Copy word for word the part of the records below that opens with the line containing "Pin the mouth" and continues through the end of the records.

--

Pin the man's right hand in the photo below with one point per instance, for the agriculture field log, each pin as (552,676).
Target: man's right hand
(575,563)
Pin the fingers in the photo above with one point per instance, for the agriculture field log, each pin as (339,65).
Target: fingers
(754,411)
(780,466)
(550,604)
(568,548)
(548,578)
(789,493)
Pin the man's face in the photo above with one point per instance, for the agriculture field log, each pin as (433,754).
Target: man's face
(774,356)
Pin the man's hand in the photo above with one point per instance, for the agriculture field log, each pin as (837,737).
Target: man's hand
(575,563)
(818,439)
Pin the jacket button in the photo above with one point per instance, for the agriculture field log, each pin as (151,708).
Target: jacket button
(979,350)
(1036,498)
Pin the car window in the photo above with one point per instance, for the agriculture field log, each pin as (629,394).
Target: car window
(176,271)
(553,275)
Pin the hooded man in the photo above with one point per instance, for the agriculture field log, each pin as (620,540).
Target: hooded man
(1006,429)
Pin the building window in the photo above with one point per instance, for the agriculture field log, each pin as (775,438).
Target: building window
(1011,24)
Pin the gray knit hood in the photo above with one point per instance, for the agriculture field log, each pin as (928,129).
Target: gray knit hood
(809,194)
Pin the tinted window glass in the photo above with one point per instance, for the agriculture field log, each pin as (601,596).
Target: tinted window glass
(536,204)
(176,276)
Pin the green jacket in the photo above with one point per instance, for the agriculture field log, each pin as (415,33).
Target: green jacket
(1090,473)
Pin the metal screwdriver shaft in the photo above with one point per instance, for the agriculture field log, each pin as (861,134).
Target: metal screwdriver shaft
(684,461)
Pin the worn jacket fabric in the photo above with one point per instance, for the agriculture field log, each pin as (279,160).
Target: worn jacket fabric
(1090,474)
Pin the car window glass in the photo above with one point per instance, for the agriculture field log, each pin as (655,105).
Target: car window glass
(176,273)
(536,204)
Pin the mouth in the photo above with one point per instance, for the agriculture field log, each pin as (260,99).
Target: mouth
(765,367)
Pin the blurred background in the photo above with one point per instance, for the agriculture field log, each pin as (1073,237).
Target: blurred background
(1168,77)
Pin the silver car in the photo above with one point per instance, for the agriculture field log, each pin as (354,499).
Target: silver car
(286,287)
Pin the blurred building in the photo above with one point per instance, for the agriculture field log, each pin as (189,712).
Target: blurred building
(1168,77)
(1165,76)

--

### REPLY TO THE TASK
Pin the mouth in the photo above with one point per instance, for the agriculture field log, each pin as (260,99).
Target: mouth
(765,367)
Pin the blurred background in the photo above with one point per instance, for the agriculture field log, each pin as (1073,237).
Target: blurred background
(1168,77)
Pin the silver car in the photo above with one point per instance, for the agriculture field log, each pin as (354,499).
Target: silver car
(286,287)
Pin the blurred building in the photo above with one point per instance, for the agriculture field log, each pin as (189,712).
Target: blurred building
(1168,77)
(1165,76)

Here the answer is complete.